- [Instructions to follow]
Select each line in the entries below that contains the string "orange" and copy those lines verbatim.

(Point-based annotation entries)
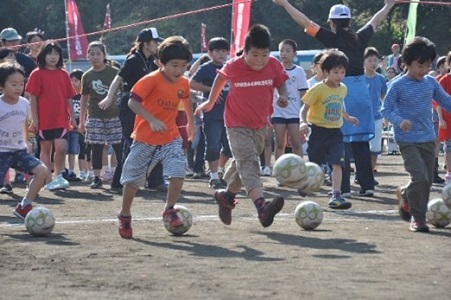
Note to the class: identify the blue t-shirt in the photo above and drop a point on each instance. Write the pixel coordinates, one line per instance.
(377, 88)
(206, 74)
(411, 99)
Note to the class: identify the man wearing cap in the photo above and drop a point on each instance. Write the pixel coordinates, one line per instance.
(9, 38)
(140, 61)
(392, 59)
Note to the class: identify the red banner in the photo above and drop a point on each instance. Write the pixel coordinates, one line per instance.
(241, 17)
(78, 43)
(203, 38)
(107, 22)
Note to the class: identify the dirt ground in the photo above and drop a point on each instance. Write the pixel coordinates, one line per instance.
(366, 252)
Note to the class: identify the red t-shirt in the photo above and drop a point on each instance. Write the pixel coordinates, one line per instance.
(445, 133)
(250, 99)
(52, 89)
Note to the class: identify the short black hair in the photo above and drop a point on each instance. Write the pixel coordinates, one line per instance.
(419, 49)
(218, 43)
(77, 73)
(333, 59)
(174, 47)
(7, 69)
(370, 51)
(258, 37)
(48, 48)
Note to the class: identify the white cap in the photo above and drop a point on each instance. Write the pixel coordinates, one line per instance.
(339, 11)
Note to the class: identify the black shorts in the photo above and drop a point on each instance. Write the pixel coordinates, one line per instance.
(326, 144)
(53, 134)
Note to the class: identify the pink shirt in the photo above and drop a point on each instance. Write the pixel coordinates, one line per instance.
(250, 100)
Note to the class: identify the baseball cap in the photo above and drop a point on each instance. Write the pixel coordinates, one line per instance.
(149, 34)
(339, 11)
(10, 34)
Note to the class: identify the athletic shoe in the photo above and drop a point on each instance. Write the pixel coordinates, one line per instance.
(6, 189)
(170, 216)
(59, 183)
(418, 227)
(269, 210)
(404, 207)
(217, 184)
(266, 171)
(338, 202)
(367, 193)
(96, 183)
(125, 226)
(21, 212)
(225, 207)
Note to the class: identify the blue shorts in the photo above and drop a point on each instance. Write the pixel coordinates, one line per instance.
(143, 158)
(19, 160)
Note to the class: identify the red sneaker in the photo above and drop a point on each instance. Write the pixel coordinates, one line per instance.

--

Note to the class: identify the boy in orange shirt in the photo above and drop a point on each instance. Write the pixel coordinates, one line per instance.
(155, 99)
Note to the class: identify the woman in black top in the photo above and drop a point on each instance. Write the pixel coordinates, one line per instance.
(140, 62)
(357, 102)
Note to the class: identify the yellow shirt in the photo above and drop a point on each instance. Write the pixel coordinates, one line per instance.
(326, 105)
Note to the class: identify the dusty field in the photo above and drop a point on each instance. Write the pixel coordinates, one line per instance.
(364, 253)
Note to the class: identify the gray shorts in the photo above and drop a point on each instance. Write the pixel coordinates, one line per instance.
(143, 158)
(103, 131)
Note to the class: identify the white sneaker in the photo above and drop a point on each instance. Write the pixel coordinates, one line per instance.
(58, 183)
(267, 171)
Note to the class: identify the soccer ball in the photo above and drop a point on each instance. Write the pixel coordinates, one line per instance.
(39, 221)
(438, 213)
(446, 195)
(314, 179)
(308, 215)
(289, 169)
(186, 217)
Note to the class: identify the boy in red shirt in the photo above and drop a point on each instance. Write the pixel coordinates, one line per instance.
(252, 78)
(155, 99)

...

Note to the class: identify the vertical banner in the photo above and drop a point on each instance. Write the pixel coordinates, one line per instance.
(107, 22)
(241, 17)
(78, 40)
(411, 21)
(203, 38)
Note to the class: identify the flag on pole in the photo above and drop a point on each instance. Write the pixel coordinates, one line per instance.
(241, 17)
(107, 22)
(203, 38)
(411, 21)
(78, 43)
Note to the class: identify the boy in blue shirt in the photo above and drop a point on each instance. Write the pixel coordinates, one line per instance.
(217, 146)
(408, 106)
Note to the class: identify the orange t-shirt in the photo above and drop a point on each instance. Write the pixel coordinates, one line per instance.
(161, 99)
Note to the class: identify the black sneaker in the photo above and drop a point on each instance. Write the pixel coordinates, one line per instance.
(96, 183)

- [Output of the exercise]
Note to the class: identify the boy in orange shirt in the photo above and drop a point on each instance. Write the pixel coordinates, one line per instance.
Note to the class: identify the orange t-shirt in the photo above and drop a point on each instance. Write the pixel coordinates, one line per instance.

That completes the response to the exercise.